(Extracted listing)
%%

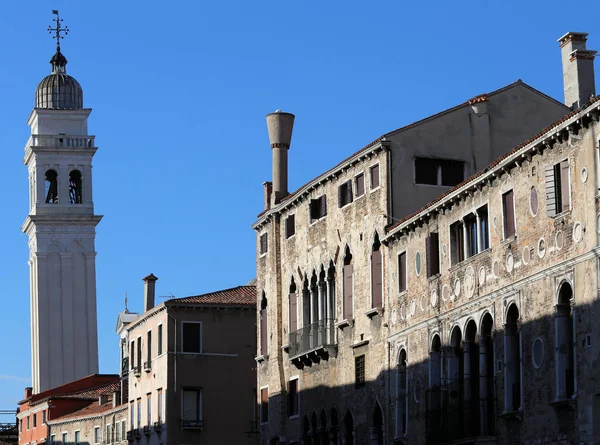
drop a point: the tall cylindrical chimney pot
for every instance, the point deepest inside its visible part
(280, 127)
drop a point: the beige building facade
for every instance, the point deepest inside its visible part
(346, 306)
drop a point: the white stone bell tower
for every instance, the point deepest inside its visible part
(61, 230)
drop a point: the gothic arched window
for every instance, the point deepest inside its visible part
(51, 180)
(75, 187)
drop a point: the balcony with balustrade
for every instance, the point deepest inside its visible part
(313, 343)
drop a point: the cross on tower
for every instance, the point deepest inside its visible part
(58, 29)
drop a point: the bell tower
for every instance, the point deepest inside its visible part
(61, 229)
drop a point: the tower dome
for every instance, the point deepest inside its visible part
(59, 91)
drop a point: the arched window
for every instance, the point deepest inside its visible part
(348, 285)
(348, 429)
(51, 187)
(75, 187)
(376, 274)
(401, 394)
(377, 429)
(565, 357)
(263, 325)
(512, 358)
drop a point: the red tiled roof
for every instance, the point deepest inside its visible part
(237, 296)
(477, 99)
(494, 164)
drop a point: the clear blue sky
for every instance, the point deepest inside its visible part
(179, 92)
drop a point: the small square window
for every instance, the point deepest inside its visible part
(264, 244)
(359, 367)
(192, 337)
(374, 176)
(290, 226)
(359, 185)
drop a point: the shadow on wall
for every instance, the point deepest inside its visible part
(526, 380)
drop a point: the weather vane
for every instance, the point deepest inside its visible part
(58, 29)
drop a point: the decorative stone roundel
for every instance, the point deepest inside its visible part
(510, 262)
(577, 232)
(481, 276)
(496, 269)
(559, 239)
(533, 201)
(469, 282)
(538, 353)
(434, 297)
(541, 247)
(526, 254)
(584, 175)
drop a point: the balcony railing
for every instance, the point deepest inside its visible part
(314, 337)
(40, 140)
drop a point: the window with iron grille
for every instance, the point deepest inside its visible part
(359, 367)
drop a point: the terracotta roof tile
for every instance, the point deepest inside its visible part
(237, 296)
(431, 204)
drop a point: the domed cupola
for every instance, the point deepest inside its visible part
(59, 91)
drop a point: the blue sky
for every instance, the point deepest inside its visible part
(180, 91)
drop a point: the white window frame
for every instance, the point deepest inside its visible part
(201, 338)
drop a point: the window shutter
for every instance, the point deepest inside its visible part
(263, 332)
(376, 279)
(348, 292)
(293, 312)
(565, 192)
(550, 191)
(509, 215)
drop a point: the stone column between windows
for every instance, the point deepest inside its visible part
(465, 239)
(478, 228)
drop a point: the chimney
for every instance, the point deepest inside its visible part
(149, 288)
(280, 127)
(578, 69)
(268, 185)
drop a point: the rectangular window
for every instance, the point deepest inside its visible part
(348, 284)
(318, 208)
(159, 340)
(508, 208)
(139, 408)
(359, 185)
(192, 406)
(264, 243)
(149, 341)
(345, 194)
(192, 337)
(159, 405)
(457, 253)
(402, 272)
(359, 368)
(290, 226)
(264, 405)
(293, 408)
(432, 252)
(444, 172)
(149, 408)
(374, 172)
(558, 188)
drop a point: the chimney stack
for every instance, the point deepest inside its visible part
(280, 127)
(578, 69)
(149, 291)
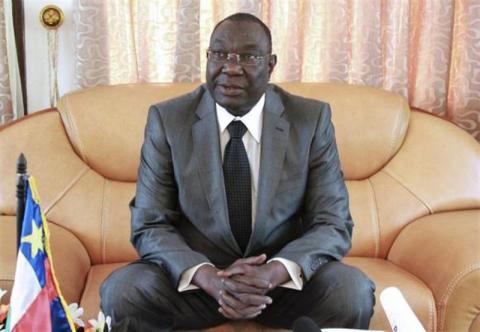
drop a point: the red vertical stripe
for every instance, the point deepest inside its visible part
(37, 316)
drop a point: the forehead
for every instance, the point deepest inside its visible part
(233, 35)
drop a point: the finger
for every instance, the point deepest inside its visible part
(240, 301)
(228, 312)
(254, 260)
(239, 287)
(253, 315)
(253, 281)
(234, 269)
(232, 302)
(236, 309)
(254, 300)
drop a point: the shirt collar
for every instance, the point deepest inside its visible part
(252, 120)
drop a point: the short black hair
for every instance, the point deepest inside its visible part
(246, 17)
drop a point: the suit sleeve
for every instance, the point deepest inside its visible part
(154, 209)
(327, 224)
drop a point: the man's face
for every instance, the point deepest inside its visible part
(235, 86)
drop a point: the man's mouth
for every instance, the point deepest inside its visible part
(230, 89)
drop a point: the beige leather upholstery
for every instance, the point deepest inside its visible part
(413, 181)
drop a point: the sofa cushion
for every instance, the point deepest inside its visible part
(109, 142)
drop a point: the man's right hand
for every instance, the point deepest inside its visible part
(246, 302)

%%

Rewrite every line of the listing from the line with "drop a point: the red vertical stripe" through the end of the listing, shifting each answer coordinate by -95.

drop a point: the red vertical stripe
for every instance, the point deepest inside its visible part
(-58, 221)
drop a point: the forehead
for every instance, the point deepest inside its visible part
(138, -60)
drop a point: the finger
for every instance, the point deepest inside its visible part
(145, 206)
(133, 217)
(159, 165)
(144, 192)
(158, 220)
(158, 186)
(139, 174)
(137, 207)
(141, 214)
(159, 205)
drop a point: the shirt collar
for every instance, the point deepest inside its visible part
(157, 25)
drop a point: the short black hair
for every instance, the point deepest inside its visible part
(151, -78)
drop a point: the suit sleeve
for every instance, the point deepest inside its visible part
(59, 114)
(232, 129)
drop a point: the man's face
for every instance, the point deepest inside its visible part
(140, -9)
drop a point: the man's mouth
for every instance, the point deepest inside its visible part
(135, -6)
drop a point: the beige leather upholstery
for every instance, the point deepest inside its visible part
(318, 86)
drop a point: the sofa cushion
for every instance, the point deepest inside its visible part
(14, 47)
drop a point: the man's right hand
for every instance, the point deepest inside its visible part
(151, 207)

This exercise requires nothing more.